begin SUPPLIED RECORDS

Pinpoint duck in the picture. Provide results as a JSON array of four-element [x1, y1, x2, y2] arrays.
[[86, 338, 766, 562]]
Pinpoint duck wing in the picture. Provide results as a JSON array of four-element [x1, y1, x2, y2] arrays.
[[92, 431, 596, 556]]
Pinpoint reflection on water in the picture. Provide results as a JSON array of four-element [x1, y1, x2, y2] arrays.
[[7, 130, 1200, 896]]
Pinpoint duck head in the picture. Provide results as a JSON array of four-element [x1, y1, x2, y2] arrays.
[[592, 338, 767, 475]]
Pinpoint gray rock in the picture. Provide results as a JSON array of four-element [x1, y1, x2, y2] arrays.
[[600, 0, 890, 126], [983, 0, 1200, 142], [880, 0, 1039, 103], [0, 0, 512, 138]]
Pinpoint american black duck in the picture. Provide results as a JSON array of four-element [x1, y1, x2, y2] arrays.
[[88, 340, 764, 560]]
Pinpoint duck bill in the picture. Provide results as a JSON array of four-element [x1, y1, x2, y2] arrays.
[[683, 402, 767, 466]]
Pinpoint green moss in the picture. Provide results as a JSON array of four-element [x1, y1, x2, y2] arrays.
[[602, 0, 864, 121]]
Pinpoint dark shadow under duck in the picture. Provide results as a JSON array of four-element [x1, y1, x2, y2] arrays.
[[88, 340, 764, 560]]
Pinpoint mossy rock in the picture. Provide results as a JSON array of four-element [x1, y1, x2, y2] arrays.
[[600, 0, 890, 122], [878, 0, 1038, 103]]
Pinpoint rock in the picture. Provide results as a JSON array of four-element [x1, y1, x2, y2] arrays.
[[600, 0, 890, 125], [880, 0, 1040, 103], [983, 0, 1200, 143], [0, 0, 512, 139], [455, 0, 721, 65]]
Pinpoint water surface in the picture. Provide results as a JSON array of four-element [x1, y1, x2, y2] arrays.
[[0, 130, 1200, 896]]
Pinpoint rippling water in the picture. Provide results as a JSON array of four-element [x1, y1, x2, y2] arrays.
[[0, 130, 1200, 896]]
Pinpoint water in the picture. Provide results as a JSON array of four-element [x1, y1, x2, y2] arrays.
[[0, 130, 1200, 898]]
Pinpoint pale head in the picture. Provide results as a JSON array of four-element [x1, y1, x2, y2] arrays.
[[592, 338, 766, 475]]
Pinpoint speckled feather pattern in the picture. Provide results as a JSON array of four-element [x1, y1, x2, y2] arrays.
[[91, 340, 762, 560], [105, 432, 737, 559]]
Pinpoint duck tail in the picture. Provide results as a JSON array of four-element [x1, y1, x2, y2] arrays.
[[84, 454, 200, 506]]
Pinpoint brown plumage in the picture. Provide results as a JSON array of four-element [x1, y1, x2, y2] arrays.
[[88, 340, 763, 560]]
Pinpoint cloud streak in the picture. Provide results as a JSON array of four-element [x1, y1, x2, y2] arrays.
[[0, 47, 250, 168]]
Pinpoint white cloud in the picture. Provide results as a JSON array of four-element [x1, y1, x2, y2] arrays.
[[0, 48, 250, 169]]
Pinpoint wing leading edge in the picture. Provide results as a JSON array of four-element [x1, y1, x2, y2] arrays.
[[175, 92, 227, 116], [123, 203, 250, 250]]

end SUPPLIED RECORDS

## EXERCISE DETAILS
Rewrite the stretch of the data from the line that contains "Pinpoint duck wing" through the line that contains "0, 512, 138]]", scaling every bounding box coordinate by 2.25 and rounding each result to a whole number, with halves rounded up. Keep every other line and all other text in that stretch unchanged.

## COMPLETE RESPONSE
Pinpoint duck wing in the picture. Provide results as a JSON array of four-element [x1, y1, x2, y2] arrays.
[[207, 970, 1341, 1251]]
Pinpoint reflection on water in the picture. Provide results as a JSON array of four-element [x1, y1, x2, y2] arrays.
[[16, 293, 2700, 2016]]
Pinpoint duck head in the picture. Provide results as a JSON array of four-element [x1, y1, x2, y2] arrays.
[[1332, 761, 1726, 1069]]
Pinpoint gray rock in the picture. Provide results as a JSON array of four-element [x1, y1, x2, y2] arrays.
[[1350, 0, 2003, 284], [2212, 0, 2700, 320], [1980, 0, 2338, 232], [0, 0, 1152, 311]]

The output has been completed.